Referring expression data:
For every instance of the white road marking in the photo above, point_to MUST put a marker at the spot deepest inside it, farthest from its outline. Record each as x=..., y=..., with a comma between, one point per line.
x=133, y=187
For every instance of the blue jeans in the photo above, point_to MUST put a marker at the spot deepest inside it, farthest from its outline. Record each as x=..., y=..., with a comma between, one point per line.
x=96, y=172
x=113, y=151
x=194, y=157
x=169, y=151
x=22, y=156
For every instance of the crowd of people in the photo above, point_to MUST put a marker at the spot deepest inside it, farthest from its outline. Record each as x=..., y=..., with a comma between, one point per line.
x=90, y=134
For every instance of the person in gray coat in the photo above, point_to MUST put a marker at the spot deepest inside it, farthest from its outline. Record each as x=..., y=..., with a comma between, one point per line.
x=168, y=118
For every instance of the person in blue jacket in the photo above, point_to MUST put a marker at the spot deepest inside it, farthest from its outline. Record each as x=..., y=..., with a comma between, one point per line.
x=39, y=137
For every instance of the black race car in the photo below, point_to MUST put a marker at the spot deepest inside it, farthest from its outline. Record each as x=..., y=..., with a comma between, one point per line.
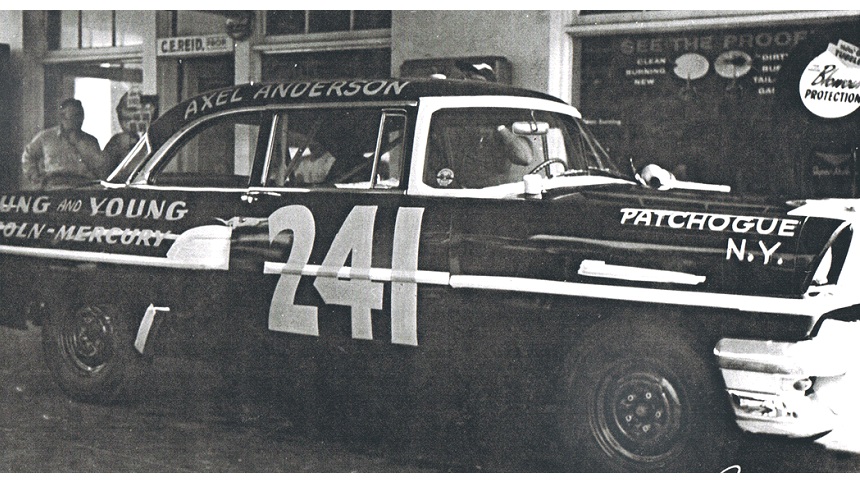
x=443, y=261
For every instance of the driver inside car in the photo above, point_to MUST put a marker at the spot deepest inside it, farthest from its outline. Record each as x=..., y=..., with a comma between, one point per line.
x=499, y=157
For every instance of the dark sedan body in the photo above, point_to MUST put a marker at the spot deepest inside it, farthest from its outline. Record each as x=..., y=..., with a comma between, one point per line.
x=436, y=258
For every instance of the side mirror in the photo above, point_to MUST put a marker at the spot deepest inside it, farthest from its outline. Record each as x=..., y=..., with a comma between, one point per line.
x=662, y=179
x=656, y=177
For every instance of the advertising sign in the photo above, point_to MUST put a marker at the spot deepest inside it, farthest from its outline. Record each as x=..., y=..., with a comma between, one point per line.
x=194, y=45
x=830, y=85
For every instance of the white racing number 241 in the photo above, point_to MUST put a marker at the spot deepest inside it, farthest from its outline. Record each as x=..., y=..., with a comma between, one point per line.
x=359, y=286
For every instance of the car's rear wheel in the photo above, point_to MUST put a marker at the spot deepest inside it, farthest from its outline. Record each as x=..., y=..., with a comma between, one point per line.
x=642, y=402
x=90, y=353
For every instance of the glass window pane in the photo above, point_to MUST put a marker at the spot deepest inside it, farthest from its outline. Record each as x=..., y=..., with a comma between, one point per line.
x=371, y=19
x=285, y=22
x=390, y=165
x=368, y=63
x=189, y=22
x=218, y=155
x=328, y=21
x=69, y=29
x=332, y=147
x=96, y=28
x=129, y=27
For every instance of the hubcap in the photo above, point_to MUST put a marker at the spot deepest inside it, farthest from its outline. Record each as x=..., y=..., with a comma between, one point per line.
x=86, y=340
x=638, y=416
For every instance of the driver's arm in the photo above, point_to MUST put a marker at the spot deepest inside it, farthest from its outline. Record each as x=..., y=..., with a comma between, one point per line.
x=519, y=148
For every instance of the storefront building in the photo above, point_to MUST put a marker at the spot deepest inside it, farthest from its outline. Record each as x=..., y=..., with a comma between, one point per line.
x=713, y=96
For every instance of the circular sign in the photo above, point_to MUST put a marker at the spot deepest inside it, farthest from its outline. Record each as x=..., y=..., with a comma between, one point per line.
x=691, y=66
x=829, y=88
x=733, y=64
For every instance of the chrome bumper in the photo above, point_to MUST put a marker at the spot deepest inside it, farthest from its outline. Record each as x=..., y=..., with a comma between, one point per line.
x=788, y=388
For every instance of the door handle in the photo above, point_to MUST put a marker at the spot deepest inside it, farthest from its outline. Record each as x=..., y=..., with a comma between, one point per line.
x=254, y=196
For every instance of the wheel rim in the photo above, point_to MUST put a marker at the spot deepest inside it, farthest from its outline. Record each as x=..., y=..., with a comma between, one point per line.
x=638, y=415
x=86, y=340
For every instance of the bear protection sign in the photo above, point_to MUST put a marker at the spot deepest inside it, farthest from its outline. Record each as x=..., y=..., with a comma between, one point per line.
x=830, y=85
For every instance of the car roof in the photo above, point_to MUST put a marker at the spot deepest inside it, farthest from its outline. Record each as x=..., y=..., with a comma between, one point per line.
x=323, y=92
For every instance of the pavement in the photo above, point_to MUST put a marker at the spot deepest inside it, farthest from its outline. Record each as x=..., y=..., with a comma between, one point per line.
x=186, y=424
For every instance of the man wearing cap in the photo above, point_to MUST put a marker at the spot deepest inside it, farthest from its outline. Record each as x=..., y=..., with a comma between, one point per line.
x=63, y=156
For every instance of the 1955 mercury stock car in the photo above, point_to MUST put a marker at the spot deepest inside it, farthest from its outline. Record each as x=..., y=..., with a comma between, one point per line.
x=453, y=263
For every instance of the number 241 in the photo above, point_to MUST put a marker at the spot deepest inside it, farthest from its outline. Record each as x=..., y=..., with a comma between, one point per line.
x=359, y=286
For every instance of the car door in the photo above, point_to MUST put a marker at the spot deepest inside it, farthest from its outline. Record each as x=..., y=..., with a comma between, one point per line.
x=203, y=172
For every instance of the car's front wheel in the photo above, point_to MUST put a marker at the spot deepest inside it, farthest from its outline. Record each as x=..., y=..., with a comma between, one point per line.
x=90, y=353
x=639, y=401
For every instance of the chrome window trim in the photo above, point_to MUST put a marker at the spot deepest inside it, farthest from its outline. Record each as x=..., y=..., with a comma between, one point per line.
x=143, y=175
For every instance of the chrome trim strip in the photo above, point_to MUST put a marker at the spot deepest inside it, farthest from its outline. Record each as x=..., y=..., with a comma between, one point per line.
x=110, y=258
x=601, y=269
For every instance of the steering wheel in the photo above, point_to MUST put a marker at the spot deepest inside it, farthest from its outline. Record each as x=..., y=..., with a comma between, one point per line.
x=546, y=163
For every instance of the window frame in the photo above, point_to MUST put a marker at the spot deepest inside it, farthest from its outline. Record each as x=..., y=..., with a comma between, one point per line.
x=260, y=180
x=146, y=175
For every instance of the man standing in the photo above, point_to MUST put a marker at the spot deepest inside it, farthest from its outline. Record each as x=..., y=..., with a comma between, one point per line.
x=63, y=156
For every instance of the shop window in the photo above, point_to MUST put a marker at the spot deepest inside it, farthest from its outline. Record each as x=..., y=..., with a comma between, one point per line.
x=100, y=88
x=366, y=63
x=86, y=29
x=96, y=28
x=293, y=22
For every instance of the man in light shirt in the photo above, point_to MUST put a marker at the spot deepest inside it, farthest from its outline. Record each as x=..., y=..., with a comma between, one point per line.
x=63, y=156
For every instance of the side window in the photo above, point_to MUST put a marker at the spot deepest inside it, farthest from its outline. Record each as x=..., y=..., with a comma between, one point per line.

About this task: If an entry holds a picture, skip the picture and print the rest of the data exactly.

Response:
For every instance of the white road marking in the photo above, point_to MUST put a marker at the spot deepest inside it, farthest from its outline. Record each as x=..., y=..., with a comma between, one point per line.
x=133, y=187
For every instance of the blue jeans in the photo above, point_to MUST put a marker at the spot deepest inside it, farthest from its outline. Record each as x=..., y=..., with a comma between, one point per line.
x=96, y=172
x=113, y=151
x=194, y=157
x=169, y=151
x=22, y=156
For every instance of the crowd of people in the photo above, point_to MUST put a marker at the spot deepest inside it, farthest from its outline. Record each as x=..., y=..., with a comma between, one point per line.
x=90, y=134
For every instance of the person in gray coat in the photo above, point_to MUST put a marker at the spot deepest inside it, farthest from its outline. Record each as x=..., y=..., with a comma between, one point per line.
x=168, y=118
For every instance of the person in blue jacket in the photo above, point_to MUST put a marker at the spot deepest inside it, farthest from its outline. Record each as x=..., y=..., with a comma between, one point per line.
x=39, y=137
For every instance of the black race car in the photo below, point_to MUST put a marker at the spot deepest inside it, farthest from its outline. Record each as x=..., y=..., with a comma between, one point per line.
x=443, y=261
For every instance of the driver inside car in the photo above, point_to MUST put a marker at the spot deepest inside it, farthest from its outline. Record each as x=..., y=..., with a comma between, one point per line.
x=499, y=157
For every instance of the dark sedan body in the photo above, point_to MUST put a marker at the spot deepest inside it, farthest from its outline. Record each as x=..., y=..., with a comma between, one point per line.
x=436, y=258
For every instance of the side mirror in the photo above, point_to MUST put a marker at the spot deepest inside it, farthest from its outline. Record each as x=..., y=..., with a comma between, one point per line.
x=662, y=179
x=656, y=177
For every instance of the advertising sign in the photo above, point_to MUST put a marker at the spot deepest inside it, farthest from its outline. Record each as x=..., y=..., with a comma between, one point per line.
x=194, y=45
x=830, y=85
For every instance of the white racing number 241 in the photo above, point_to MUST put a marker at the spot deepest inside it, farthest from its outline. Record each as x=..., y=..., with a comma between, one point per line.
x=359, y=286
For every instance of the car's rear wheel in the photo above, point_to MUST put a marker at the spot deepest inside it, farthest from its outline. Record each as x=..., y=..., with a comma between, one point per line.
x=642, y=402
x=90, y=353
For every instance of the glass window pane in the photo above, point_to MUST put a marker at the spot deepest inside it, farthest from its outline. Record each as x=..., y=..., with a comma between, one point per line.
x=371, y=19
x=285, y=22
x=390, y=165
x=368, y=63
x=189, y=22
x=218, y=155
x=328, y=21
x=69, y=29
x=332, y=147
x=96, y=28
x=129, y=27
For every instance of the hubcap in the photo above, point_to MUST put a marker at the spot deepest inside it, farthest from its outline. Record each as x=..., y=..., with a comma between, one point per line.
x=86, y=340
x=638, y=416
For every instance of the driver's arm in the photo above, point_to MUST put a marker at the spot deepest inside it, farthest from its outline. Record each as x=..., y=..., with a comma between, one point per line.
x=519, y=148
For every instance of the storefront building in the photo above, point_to MUST put a marker at the spot deepest inside it, farthest from its outline. Record each as x=..., y=..., with a comma between, one point per line.
x=713, y=96
For every instance of the circular sign in the photo above, point_to MUST put a marker at the spot deepest inside it, farthest from its outline. Record each as x=..., y=..., with a comma between, one point per line.
x=691, y=66
x=829, y=88
x=733, y=64
For every instance of the chrome bumper in the photo above, point_to MUST put a marker at the spot deepest inside it, farthest from its outline. Record each as x=..., y=..., with a comma between, one point per line.
x=788, y=388
For every instance of the door handle in the photo above, point_to MUST put a marker at the spot deepest inside it, farthest from its outline. Record each as x=..., y=..., with a comma between, one point per line.
x=254, y=196
For every instance of the wheel rim in the photo above, point_to MUST put a marker at the spot deepest inside it, farthest from its outline. Record each as x=..., y=..., with a comma between, one point per line.
x=638, y=415
x=86, y=340
For every instance of the bear protection sign in the photo above, point_to MUST put a marker at the spot deepest inside it, farthest from its outline. Record each as x=..., y=..., with a comma between, one point per line.
x=830, y=85
For every instance of the car roof in the photo above, point_to MUST put a marker at the spot deepest inside it, farthest from its outline. Record each as x=..., y=..., with a comma between, one point per line.
x=323, y=92
For every instance of the pavement in the photo above, point_to MUST put a marker at the spot deepest inside it, farthest from its outline. Record each as x=..., y=..., with a comma between, one point per line.
x=186, y=424
For every instance of the man wearing cap in the photo above, point_to MUST put a marker at the spot deepest inside it, farthest from its outline. Record each as x=..., y=..., with a comma between, one point per line.
x=63, y=156
For every instance of the 1955 mercury stock car in the photo above, point_to MUST put a marker at the spot deepest inside it, farthest from its outline. Record each as x=..., y=..., with a comma between, one point per line.
x=453, y=263
For every instance of the number 241 in the photo above, point_to MUST put a marker at the spot deepest inside it, farthest from its outline. Record each as x=..., y=..., with a comma between, one point per line.
x=359, y=286
For every instance of the car door in the photo above, point_to MUST put a marker at the spot deepest inside it, farthest from its outline. Record each as x=..., y=..., with a comma between, one point per line.
x=203, y=172
For every instance of the car's front wheel in the photo above, point_to MUST put a marker at the spot deepest inside it, farthest from its outline. Record each as x=..., y=..., with a comma between, one point per line.
x=90, y=353
x=639, y=401
For every instance of the chrome window trim in the photo above, point_to MUST put a marker at the spot deepest inside it, farthest from its outline. Record each as x=..., y=..., with a comma between, one point per line.
x=143, y=175
For every instance of the chrome trim strip in the photo above, point_to MUST put a marker at the spot deepest inside it, farthest from its outline. Record each as x=..., y=..., with a comma between, one point per line.
x=110, y=258
x=601, y=269
For every instance of the steering wheel in the photo above, point_to MUST put a marker at the spot deepest inside it, farthest from its outline. Record each as x=..., y=..., with a comma between, one point per line.
x=546, y=163
For every instance of the window frame in the photo above, point_to MUST put a marker at the spot deepest inside it, farthest from its outline. Record each as x=..., y=..., with a comma between, one point per line.
x=260, y=180
x=146, y=175
For every instance of the man standing in the photo above, point_to MUST put a marker at the spot deepest inside it, farthest from its outline. Record each as x=..., y=..., with a comma between, one point per line.
x=63, y=156
For every instance of the shop window in the photo above, point_to MUST put a marker at the spot deepest inside it, farthest from its outline. Record each as x=..., y=..., with a comma between, one point per line.
x=100, y=88
x=366, y=63
x=86, y=29
x=96, y=28
x=293, y=22
For every instance of the man in light shirt in the photo above, point_to MUST put a marker at the spot deepest inside it, farthest from its outline. Record each as x=..., y=..., with a comma between, one point per line.
x=63, y=156
For every instance of the side window in the photo above, point_to MUST put a marker at the spot deepest inside it, farthest from its outline. Record each as x=..., y=..., with a comma between, one point per line.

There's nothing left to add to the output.